→ Your goal:
What follows is a block of records; restate each one word for word.

→ Listed records:
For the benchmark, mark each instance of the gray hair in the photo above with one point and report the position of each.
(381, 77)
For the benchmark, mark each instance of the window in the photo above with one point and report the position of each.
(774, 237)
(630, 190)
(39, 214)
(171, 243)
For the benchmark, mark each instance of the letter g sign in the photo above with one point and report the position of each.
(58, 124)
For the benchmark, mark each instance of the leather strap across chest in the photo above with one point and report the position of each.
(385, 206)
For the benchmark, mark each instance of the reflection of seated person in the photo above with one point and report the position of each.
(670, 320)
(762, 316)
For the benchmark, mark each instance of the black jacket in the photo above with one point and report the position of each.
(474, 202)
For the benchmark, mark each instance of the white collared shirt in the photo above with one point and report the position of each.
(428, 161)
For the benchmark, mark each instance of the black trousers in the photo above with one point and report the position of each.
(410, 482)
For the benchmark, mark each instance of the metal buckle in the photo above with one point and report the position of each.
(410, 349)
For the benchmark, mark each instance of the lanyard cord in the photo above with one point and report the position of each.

→ Solution to the problem:
For the benchmark, mark each instance of the gray hair in the photo above with one point and report the position of each.
(381, 77)
For the benchmark, mark each instance of the window in the photo above with one point and report the position of each.
(774, 237)
(630, 190)
(39, 214)
(171, 243)
For the benchmark, mark each instance of the letter g sign in the photo above with one point and report the position of each.
(58, 124)
For the benchmark, mark each instance of the leather strap across chest in the photo above with one point and report the position of each.
(385, 206)
For the benchmark, mark each instance of the reflection of seated person in the photo above with one point and report the position of each.
(670, 320)
(762, 316)
For the benchmark, mark each instance of the black jacket in the photo above with one point and report the position of each.
(474, 202)
For the benchmark, mark each instance of the white collared shirt in the photo above with one point and report the position of each.
(428, 161)
For the benchmark, mark each instance of the black trousers in the photo above with one point and report the position of each.
(410, 482)
For the benchmark, mark each instance of the metal buckle in the photo above with one point and report the position of each.
(410, 349)
For the benchmark, mark each instance of the lanyard cord in the photo above with one point and report the position of each.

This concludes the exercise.